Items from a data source

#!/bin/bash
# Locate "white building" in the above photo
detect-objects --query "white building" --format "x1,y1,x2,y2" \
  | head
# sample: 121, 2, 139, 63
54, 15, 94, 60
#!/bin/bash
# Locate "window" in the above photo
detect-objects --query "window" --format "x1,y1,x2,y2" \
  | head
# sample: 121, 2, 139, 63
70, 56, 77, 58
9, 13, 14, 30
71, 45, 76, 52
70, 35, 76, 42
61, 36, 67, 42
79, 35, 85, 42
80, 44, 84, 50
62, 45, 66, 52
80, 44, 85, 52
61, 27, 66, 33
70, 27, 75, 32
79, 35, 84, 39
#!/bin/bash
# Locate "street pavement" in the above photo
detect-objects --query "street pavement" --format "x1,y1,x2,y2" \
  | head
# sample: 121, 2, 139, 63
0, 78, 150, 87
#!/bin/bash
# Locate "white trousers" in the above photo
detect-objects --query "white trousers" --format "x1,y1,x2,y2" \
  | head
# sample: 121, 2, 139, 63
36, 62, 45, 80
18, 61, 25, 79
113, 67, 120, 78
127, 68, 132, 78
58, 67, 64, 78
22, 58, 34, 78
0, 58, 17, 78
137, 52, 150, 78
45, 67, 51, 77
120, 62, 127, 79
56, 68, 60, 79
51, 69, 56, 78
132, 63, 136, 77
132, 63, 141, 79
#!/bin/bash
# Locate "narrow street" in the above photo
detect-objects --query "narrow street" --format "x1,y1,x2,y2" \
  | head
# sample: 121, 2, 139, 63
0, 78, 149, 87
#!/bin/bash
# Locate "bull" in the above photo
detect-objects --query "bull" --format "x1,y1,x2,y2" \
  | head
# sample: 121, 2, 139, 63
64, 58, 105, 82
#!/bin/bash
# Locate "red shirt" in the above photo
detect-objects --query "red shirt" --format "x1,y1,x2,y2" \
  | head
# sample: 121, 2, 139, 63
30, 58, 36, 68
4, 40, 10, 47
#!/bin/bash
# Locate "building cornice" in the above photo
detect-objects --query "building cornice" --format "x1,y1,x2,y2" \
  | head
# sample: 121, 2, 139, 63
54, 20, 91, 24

■ **Task**
What lines of the data contain the string "cornice"? List them.

■ **Reply**
# Locate "building cornice" in the above photo
detect-objects --query "building cornice" --format "x1,y1,x2,y2" \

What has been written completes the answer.